- _TASK DETAILS_
Set down the entries once more exactly as they were written.

- _DATASET_
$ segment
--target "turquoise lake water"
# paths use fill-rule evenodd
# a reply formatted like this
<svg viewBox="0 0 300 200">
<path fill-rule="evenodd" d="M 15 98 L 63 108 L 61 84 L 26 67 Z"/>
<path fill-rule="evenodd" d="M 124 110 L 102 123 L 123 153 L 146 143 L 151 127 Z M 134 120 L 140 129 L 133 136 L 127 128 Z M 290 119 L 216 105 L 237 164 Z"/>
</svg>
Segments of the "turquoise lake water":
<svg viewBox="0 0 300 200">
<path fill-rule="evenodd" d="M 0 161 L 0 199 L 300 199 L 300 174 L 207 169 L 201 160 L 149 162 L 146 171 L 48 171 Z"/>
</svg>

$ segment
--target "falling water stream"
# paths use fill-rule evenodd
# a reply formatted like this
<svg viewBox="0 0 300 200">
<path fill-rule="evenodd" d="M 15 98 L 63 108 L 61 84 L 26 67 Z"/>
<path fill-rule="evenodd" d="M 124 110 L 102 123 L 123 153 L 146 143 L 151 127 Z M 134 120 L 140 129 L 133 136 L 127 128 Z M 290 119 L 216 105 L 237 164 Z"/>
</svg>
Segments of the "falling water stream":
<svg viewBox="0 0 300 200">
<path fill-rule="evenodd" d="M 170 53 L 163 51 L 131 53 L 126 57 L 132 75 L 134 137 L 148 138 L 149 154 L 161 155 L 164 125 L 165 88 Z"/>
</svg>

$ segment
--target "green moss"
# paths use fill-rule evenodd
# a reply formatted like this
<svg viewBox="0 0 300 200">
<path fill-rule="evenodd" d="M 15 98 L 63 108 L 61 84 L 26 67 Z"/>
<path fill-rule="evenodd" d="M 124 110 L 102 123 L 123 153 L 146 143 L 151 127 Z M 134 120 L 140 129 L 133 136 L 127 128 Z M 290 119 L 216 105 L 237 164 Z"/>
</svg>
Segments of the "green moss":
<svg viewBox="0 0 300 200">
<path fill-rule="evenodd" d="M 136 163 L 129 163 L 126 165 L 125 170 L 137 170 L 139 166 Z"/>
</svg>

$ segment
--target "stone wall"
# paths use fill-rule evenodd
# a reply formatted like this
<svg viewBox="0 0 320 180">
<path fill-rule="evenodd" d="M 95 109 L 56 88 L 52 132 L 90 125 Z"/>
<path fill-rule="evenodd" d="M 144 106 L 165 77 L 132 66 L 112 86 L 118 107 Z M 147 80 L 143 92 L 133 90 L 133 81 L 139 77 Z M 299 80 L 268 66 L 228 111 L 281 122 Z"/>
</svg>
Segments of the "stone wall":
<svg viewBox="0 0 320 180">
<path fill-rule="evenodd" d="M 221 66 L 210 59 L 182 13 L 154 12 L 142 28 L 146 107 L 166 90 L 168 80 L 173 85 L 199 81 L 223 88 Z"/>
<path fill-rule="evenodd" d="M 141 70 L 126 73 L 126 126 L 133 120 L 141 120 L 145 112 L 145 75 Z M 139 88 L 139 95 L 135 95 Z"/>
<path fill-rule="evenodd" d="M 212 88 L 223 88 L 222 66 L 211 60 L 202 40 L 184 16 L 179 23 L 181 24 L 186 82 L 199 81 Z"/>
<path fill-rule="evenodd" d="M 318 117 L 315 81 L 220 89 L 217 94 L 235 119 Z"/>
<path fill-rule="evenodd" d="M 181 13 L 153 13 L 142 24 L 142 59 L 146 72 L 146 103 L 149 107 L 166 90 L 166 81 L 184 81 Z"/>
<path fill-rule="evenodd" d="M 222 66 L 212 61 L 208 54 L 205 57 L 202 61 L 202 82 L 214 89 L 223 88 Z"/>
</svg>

- _RESULT OF THE TASK_
$ segment
--target "turquoise lake water"
# paths use fill-rule evenodd
# a reply formatted like this
<svg viewBox="0 0 300 200">
<path fill-rule="evenodd" d="M 15 98 L 63 108 L 61 84 L 26 67 Z"/>
<path fill-rule="evenodd" d="M 124 110 L 102 123 L 123 153 L 146 143 L 151 127 Z M 134 120 L 140 129 L 133 136 L 127 128 Z M 290 119 L 216 105 L 237 164 Z"/>
</svg>
Segments of the "turquoise lake water":
<svg viewBox="0 0 300 200">
<path fill-rule="evenodd" d="M 0 161 L 0 199 L 300 199 L 300 174 L 207 169 L 201 160 L 149 162 L 146 171 L 48 171 Z"/>
</svg>

$ segment
--target "falling water stream"
# paths use fill-rule evenodd
# a reply formatted like this
<svg viewBox="0 0 300 200">
<path fill-rule="evenodd" d="M 15 98 L 63 108 L 61 84 L 26 67 Z"/>
<path fill-rule="evenodd" d="M 124 110 L 102 123 L 123 153 L 146 143 L 151 127 Z M 134 120 L 140 129 L 133 136 L 127 128 Z M 290 119 L 216 105 L 237 164 Z"/>
</svg>
Segments of the "falling water stream":
<svg viewBox="0 0 300 200">
<path fill-rule="evenodd" d="M 170 53 L 163 51 L 131 53 L 126 57 L 132 75 L 134 137 L 148 138 L 149 154 L 161 155 L 164 125 L 165 88 Z"/>
</svg>

$ segment
--target "green moss"
# paths use fill-rule evenodd
# a reply formatted like this
<svg viewBox="0 0 300 200">
<path fill-rule="evenodd" d="M 15 98 L 63 108 L 61 84 L 26 67 Z"/>
<path fill-rule="evenodd" d="M 124 110 L 102 123 L 123 153 L 146 143 L 151 127 Z M 134 120 L 140 129 L 133 136 L 127 128 Z M 290 119 L 216 105 L 237 164 Z"/>
</svg>
Segments of the "green moss":
<svg viewBox="0 0 300 200">
<path fill-rule="evenodd" d="M 136 163 L 129 163 L 126 165 L 125 170 L 137 170 L 139 166 Z"/>
</svg>

$ segment
--target "stone wall"
# paths use fill-rule evenodd
# a reply formatted like this
<svg viewBox="0 0 320 180">
<path fill-rule="evenodd" d="M 95 109 L 56 88 L 52 132 L 90 125 Z"/>
<path fill-rule="evenodd" d="M 144 106 L 165 77 L 132 66 L 112 86 L 118 107 Z M 147 80 L 143 92 L 133 90 L 133 81 L 139 77 Z M 299 80 L 268 66 L 228 111 L 281 122 Z"/>
</svg>
Segments of the "stone wall":
<svg viewBox="0 0 320 180">
<path fill-rule="evenodd" d="M 221 66 L 210 59 L 182 13 L 154 12 L 142 28 L 146 107 L 166 90 L 168 80 L 173 85 L 199 81 L 223 88 Z"/>
<path fill-rule="evenodd" d="M 141 70 L 126 73 L 126 126 L 133 120 L 141 120 L 145 112 L 145 75 Z M 139 88 L 139 95 L 135 95 Z"/>
<path fill-rule="evenodd" d="M 212 88 L 223 88 L 222 66 L 211 60 L 202 40 L 184 16 L 179 23 L 181 24 L 186 82 L 199 81 Z"/>
<path fill-rule="evenodd" d="M 318 117 L 315 81 L 220 89 L 217 94 L 235 119 Z"/>
<path fill-rule="evenodd" d="M 181 13 L 153 13 L 142 24 L 142 59 L 146 72 L 146 103 L 149 107 L 166 90 L 166 81 L 184 81 Z"/>
<path fill-rule="evenodd" d="M 222 66 L 212 61 L 208 54 L 205 57 L 202 61 L 202 82 L 214 89 L 223 88 Z"/>
</svg>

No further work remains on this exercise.